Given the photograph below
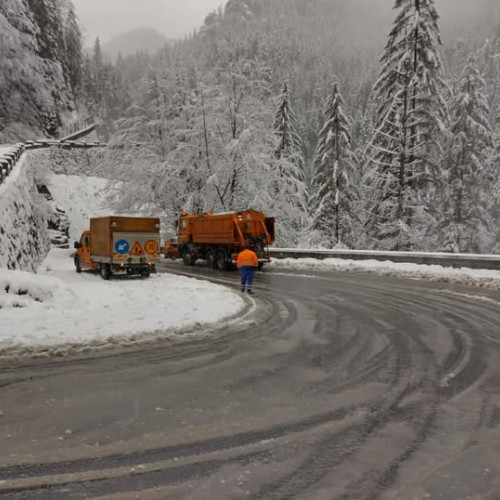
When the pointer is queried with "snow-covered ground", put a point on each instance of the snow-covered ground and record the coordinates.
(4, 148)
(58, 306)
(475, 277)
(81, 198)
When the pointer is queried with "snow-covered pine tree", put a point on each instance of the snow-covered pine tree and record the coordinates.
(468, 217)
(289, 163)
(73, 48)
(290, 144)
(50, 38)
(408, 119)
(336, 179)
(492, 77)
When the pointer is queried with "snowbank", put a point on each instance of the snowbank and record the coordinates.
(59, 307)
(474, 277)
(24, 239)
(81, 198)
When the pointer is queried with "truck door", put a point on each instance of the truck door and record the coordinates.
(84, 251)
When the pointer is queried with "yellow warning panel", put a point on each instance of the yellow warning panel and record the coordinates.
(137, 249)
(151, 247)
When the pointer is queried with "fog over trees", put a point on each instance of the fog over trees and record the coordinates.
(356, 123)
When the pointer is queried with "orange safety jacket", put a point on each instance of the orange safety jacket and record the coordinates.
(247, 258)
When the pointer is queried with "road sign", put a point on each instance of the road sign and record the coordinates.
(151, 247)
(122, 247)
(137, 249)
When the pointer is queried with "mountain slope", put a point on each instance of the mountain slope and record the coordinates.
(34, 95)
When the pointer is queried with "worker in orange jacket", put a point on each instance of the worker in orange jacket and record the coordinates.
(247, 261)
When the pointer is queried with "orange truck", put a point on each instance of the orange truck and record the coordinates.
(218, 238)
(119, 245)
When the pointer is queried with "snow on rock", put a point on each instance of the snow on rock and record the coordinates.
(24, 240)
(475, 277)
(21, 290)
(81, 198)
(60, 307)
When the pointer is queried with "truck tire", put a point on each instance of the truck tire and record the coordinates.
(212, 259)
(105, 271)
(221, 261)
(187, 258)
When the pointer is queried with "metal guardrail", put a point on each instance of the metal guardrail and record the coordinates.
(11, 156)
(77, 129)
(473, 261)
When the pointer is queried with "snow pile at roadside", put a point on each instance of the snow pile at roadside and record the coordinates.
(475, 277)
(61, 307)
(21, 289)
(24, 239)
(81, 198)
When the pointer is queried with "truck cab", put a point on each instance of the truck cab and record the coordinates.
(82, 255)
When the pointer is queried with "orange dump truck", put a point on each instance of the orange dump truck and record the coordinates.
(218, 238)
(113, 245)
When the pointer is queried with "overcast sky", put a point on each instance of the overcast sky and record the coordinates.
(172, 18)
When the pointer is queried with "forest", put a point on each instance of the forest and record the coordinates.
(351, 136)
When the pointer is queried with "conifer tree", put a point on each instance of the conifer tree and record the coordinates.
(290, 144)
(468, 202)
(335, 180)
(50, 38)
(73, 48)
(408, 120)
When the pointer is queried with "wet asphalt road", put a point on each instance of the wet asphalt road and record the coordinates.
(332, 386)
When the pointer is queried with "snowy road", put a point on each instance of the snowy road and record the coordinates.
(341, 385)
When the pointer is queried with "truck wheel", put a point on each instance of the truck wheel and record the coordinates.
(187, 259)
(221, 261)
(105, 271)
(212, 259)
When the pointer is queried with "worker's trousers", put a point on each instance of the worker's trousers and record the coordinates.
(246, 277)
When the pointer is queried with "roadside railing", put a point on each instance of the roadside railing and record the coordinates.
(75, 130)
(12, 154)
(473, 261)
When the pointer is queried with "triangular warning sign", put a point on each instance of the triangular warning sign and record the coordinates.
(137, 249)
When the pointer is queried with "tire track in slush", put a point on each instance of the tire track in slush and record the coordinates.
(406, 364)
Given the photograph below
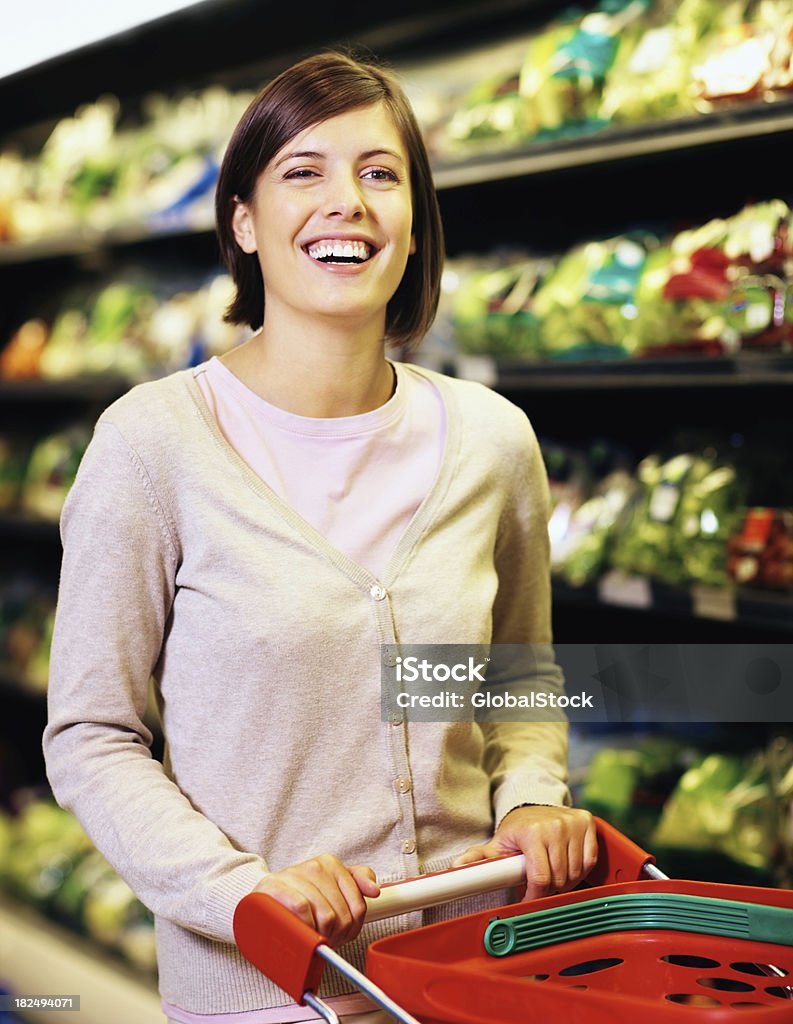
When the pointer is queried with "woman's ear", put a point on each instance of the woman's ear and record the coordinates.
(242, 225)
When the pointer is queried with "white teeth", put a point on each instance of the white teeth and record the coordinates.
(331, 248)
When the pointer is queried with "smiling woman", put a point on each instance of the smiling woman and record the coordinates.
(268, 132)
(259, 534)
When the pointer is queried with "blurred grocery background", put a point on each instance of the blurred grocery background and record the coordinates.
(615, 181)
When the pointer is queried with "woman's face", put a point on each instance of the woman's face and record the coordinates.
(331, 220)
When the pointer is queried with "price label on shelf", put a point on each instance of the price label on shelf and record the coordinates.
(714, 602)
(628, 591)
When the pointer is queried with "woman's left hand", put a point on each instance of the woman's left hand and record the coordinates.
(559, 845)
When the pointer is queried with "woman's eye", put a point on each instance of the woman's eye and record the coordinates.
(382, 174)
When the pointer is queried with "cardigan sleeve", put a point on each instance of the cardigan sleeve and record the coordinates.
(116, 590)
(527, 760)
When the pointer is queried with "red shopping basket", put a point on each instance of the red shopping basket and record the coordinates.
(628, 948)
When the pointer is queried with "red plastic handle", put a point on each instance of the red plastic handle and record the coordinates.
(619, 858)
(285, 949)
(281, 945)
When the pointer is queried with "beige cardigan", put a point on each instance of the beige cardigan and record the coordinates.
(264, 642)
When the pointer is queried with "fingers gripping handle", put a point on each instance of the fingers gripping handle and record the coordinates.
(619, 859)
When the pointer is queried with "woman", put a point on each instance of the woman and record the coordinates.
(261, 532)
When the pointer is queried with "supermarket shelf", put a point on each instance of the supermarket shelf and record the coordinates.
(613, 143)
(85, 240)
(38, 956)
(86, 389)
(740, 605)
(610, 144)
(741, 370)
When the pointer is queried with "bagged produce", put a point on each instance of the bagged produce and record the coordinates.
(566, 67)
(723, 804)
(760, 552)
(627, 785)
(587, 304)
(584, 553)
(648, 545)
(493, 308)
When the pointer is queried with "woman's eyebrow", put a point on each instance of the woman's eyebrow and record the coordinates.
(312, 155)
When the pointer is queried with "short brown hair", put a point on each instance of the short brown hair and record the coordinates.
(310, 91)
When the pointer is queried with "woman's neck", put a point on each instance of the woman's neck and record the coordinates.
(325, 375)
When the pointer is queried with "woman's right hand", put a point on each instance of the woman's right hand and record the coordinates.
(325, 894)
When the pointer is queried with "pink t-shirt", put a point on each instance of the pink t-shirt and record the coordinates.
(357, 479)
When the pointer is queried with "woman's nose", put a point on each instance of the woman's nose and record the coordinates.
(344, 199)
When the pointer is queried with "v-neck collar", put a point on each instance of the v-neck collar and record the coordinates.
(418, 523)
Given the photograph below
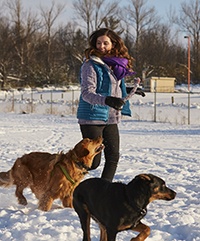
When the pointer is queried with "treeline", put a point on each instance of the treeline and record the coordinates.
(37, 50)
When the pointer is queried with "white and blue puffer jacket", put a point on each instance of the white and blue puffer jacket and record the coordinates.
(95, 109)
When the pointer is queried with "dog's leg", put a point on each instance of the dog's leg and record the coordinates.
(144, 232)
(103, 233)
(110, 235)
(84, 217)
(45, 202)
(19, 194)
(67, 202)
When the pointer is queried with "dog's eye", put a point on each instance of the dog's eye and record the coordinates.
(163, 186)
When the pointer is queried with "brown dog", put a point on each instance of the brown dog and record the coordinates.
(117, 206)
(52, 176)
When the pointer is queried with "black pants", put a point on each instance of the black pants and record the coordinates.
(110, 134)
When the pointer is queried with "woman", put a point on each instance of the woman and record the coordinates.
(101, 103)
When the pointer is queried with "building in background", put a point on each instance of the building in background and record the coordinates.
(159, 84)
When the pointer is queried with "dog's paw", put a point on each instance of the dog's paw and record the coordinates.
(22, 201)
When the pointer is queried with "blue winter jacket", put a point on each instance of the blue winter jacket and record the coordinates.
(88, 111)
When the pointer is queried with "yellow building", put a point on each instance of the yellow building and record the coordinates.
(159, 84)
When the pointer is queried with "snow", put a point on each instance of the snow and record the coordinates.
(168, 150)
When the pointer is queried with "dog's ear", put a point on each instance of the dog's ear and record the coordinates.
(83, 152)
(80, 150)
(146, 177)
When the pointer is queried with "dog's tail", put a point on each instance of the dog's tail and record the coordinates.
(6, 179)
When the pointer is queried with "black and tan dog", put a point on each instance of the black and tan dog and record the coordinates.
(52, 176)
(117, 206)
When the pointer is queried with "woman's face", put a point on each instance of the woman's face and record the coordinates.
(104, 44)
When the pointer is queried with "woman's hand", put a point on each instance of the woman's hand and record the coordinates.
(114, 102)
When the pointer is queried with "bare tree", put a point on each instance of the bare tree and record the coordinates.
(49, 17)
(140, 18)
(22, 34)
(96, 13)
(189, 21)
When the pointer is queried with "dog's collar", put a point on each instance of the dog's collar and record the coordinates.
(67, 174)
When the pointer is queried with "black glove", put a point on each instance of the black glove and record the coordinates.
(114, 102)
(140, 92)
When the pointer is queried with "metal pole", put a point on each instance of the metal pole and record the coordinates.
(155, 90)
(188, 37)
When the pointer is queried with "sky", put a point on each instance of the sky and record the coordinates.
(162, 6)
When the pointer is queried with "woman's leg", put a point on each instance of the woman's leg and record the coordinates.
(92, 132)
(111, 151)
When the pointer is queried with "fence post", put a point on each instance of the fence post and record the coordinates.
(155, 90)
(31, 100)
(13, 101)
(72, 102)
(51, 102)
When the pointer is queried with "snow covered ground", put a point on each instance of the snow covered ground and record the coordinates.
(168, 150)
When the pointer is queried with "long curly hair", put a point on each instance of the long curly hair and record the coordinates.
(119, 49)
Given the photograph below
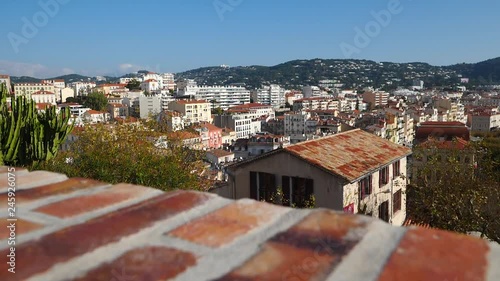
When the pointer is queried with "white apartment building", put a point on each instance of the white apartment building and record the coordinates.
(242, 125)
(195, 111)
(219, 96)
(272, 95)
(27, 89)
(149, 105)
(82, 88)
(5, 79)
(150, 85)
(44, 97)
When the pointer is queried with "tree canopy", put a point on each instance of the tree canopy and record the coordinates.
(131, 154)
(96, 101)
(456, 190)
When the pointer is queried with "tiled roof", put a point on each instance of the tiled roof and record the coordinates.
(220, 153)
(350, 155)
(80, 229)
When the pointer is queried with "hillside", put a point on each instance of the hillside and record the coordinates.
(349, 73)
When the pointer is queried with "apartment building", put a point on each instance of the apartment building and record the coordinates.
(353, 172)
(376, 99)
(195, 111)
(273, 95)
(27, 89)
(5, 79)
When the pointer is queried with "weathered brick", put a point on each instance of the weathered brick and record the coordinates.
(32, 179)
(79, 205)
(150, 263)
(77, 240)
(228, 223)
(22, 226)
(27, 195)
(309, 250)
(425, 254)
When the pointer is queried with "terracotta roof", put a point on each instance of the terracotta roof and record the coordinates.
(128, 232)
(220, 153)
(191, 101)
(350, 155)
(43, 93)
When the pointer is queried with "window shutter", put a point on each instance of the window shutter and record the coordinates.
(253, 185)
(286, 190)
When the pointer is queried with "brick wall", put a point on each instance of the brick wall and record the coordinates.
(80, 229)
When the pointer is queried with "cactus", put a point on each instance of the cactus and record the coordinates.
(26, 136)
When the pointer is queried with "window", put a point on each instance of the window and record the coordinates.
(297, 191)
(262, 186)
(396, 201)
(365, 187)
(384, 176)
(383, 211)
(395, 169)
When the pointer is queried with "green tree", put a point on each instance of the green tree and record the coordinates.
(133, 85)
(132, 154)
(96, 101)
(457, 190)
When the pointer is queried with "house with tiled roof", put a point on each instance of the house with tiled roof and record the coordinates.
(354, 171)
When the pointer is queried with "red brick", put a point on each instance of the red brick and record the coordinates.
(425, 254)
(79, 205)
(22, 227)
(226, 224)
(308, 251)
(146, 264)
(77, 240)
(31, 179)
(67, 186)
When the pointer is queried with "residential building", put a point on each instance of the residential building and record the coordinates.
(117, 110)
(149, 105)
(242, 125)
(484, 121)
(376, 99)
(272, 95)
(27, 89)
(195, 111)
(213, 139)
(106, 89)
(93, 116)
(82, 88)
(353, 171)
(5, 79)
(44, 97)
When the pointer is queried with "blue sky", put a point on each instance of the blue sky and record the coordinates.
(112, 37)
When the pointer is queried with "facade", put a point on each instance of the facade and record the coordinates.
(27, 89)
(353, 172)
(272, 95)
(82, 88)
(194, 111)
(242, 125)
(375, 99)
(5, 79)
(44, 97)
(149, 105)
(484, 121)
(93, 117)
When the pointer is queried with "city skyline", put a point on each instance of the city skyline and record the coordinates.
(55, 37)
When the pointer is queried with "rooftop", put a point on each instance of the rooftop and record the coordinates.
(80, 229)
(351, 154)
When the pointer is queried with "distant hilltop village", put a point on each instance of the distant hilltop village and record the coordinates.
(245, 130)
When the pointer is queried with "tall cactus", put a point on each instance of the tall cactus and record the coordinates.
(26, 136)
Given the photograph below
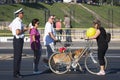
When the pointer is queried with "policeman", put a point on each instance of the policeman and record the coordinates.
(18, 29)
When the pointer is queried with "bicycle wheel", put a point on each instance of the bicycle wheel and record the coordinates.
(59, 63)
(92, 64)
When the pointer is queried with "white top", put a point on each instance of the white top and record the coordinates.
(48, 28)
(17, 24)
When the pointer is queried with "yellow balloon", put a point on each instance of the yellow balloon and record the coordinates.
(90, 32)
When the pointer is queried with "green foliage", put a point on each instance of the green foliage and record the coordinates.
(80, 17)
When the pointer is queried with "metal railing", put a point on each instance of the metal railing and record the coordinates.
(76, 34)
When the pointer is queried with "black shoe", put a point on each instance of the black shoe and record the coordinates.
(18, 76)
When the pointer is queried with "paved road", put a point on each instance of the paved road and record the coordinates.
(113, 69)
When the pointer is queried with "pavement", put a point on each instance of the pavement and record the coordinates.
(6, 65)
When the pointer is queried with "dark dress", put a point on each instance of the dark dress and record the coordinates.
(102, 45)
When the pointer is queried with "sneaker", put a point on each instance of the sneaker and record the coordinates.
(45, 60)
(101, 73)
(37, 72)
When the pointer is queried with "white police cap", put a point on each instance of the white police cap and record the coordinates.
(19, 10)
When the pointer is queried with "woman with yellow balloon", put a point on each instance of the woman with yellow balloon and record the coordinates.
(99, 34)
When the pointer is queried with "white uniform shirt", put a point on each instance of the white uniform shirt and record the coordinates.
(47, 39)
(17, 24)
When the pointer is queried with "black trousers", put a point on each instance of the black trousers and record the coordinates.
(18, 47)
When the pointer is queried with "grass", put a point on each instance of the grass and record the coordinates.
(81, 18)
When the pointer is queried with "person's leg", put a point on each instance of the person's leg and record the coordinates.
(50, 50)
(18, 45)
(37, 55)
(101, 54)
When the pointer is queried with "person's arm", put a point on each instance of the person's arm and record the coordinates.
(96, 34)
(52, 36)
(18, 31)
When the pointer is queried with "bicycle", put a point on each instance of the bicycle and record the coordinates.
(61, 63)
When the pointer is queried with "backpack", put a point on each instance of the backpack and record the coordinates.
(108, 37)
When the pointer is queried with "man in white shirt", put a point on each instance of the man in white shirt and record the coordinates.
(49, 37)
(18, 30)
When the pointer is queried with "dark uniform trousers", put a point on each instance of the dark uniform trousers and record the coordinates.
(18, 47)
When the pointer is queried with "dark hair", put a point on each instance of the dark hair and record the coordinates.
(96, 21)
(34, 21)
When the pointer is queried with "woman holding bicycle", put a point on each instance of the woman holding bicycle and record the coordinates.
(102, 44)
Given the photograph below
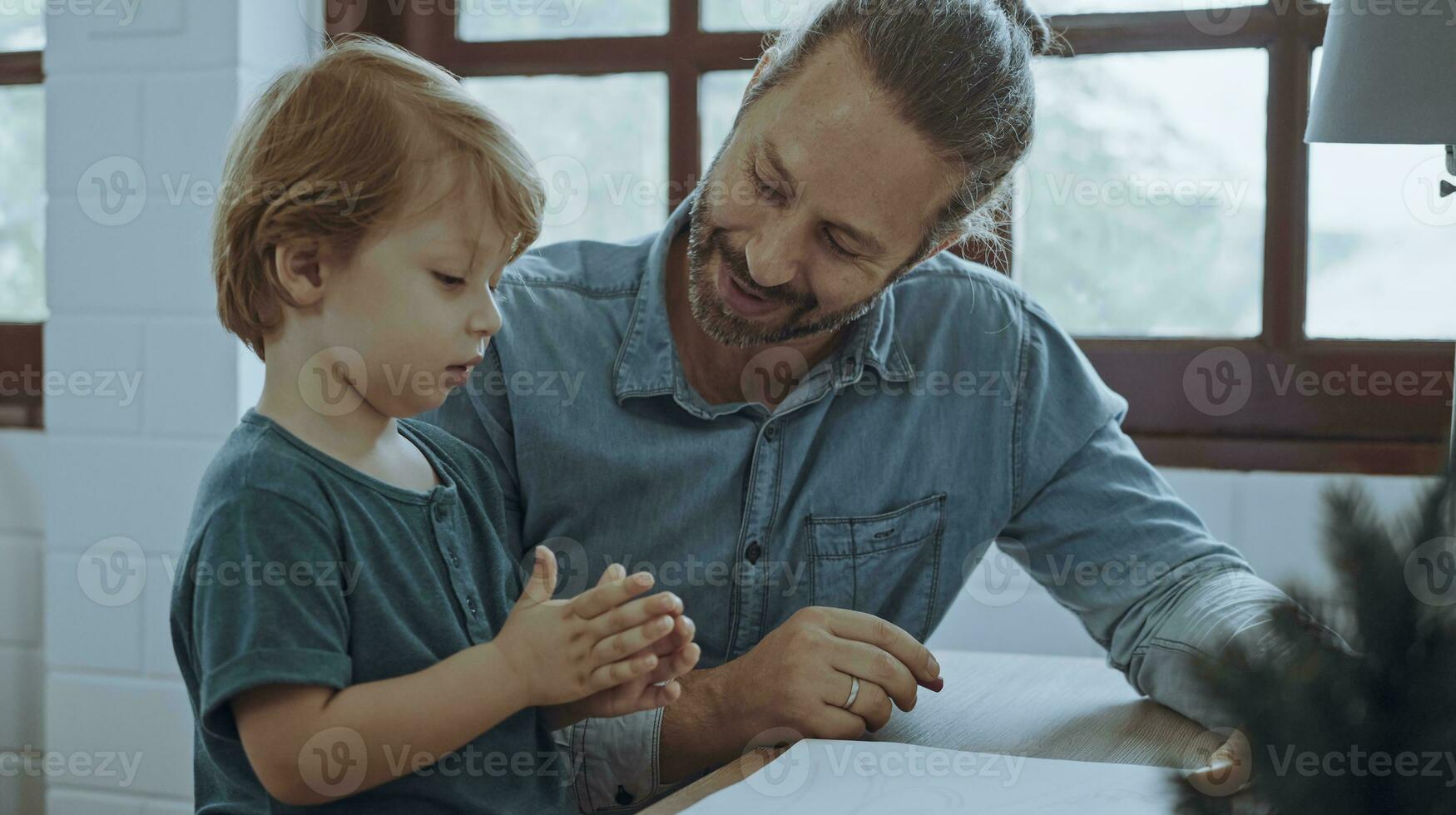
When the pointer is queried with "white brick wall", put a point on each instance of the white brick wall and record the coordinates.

- - -

• _EXERCISE OBJECTIVE_:
Above are the records. Copy exactly, and only, the lines from the line containing "uniform trousers and record the coordinates." through the last one, omitting any pictures.

• _FINISHED EXERCISE_:
When the pointer is queried with "dark uniform trousers", put a point on each instance of the dark uniform trousers and record the coordinates.
(18, 47)
When the pointer is queried with "dark hair", put a point on each instance of the dark hair and record the coordinates.
(96, 21)
(34, 21)
When the pointer is queried with "woman holding bicycle", put a point on each instance of the woman holding bicycle and record the coordinates.
(102, 44)
Given the photograph below
When the pointer is queried with "white brick wall", put a point on each instance of the white brick wall and record the coordinates.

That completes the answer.